start DATA FOR THE TASK

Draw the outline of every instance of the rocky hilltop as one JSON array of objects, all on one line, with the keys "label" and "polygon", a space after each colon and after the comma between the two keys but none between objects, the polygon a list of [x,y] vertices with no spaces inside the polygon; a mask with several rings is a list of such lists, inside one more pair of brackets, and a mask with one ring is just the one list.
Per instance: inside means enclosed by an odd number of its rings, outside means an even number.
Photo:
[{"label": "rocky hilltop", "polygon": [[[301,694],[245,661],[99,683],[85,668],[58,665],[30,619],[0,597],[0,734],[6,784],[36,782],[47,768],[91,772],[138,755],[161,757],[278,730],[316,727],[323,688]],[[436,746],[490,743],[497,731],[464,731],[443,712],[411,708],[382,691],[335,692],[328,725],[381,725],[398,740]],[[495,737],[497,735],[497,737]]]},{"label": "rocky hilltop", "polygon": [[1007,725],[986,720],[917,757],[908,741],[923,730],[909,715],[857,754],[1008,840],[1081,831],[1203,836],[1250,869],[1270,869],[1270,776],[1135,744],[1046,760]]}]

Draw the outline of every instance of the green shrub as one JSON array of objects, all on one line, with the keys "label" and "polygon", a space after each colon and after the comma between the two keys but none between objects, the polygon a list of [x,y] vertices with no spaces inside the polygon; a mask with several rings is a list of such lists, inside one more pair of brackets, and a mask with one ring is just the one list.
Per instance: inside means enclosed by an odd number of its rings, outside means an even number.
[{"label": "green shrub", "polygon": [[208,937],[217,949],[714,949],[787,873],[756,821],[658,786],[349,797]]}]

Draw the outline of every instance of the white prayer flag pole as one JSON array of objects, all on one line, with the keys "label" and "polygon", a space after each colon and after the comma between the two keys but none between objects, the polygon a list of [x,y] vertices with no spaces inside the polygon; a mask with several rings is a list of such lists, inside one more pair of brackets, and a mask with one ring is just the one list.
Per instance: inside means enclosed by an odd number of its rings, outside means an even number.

end DATA FOR THE TASK

## EXERCISE OBJECTIVE
Please copy the material above line for line, leaving every character exactly as it stands.

## REPLY
Draw the outline of every instance of the rocky hilltop as one JSON array of objects, all on one line, with the keys "label" and "polygon", a space after each colon and after the comma between the two keys but none between objects, the polygon a list of [x,y] vertices with no spaces inside the polygon; a mask with several rings is a list of such lists, inside one more pair of brackets, and a mask with one ring is just the one list.
Per instance: inside means enclosed by an odd number of its rings, outside means an even number.
Photo:
[{"label": "rocky hilltop", "polygon": [[[301,694],[245,661],[99,683],[85,668],[58,665],[30,619],[0,597],[0,734],[6,784],[36,782],[47,768],[91,772],[138,755],[161,757],[278,730],[316,727],[323,688]],[[436,746],[490,743],[497,731],[464,731],[443,712],[411,708],[382,691],[335,692],[328,725],[381,725],[398,740]],[[495,737],[497,735],[497,737]]]},{"label": "rocky hilltop", "polygon": [[1007,725],[986,720],[917,757],[908,741],[923,730],[909,715],[857,754],[1008,840],[1081,831],[1203,836],[1250,869],[1270,869],[1270,776],[1135,744],[1046,760]]}]

Draw the outline of every instance of the green shrub as one JSON array of objects, all on one line, with the keys "label" and "polygon", a space after each colon and after the comma between the two keys but none between objects, the polygon a list of [x,y] vertices with no spaces inside the polygon; a mask with several rings is a list of such lists, inside one more pair of brackets, and a mask with one ring is just the one list.
Per instance: inside means enclosed by an odd number of its rings, outside means an even number.
[{"label": "green shrub", "polygon": [[208,937],[217,949],[714,949],[787,873],[756,821],[658,786],[349,797]]}]

Draw the outline of every instance of the white prayer flag pole as one JSON array of objects, all on one line, with the keys "label" and "polygon", a space after each colon and after the comma between the two keys but none between objects, the polygon a list of [x,y] vertices with no spaces inside the polygon; a mask with several rings is a list of such lists, inside one more pair of brackets, and a mask with one ring is just the one list.
Per instance: inside means enclosed by an odd number of its rings, outside means an even number.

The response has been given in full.